__Material shown__.
# # #
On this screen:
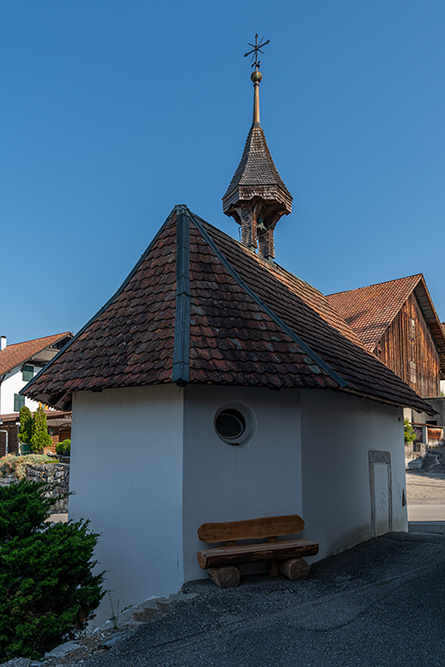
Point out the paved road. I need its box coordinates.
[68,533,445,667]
# # #
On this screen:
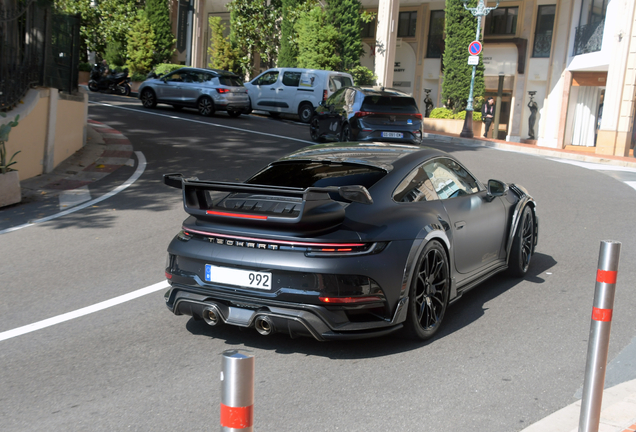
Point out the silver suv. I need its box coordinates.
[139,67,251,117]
# # #
__Required work__. Identify every line in the records above that contains the word "coordinates", and copy each of those lines in full. Case counts.

__Complete output__.
Point out the paved road. I need its box coordinates.
Point out the silver suv. I need its box coordinates.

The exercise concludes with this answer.